Exercise instructions: From first line to last, write out the data precisely as shown.

Natural-language object grounding data:
- Opening Delimiter -
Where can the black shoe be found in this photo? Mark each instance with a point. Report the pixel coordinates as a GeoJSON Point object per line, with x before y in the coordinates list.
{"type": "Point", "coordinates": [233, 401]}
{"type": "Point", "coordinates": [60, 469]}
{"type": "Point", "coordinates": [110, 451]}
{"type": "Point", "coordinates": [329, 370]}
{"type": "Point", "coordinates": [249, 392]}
- Closing Delimiter -
Expected output:
Where can the black shoe be found in this photo? Mark each instance with a point. Report the pixel coordinates as a GeoJSON Point object per line, with x before y in the coordinates list.
{"type": "Point", "coordinates": [233, 401]}
{"type": "Point", "coordinates": [60, 469]}
{"type": "Point", "coordinates": [110, 451]}
{"type": "Point", "coordinates": [329, 370]}
{"type": "Point", "coordinates": [249, 392]}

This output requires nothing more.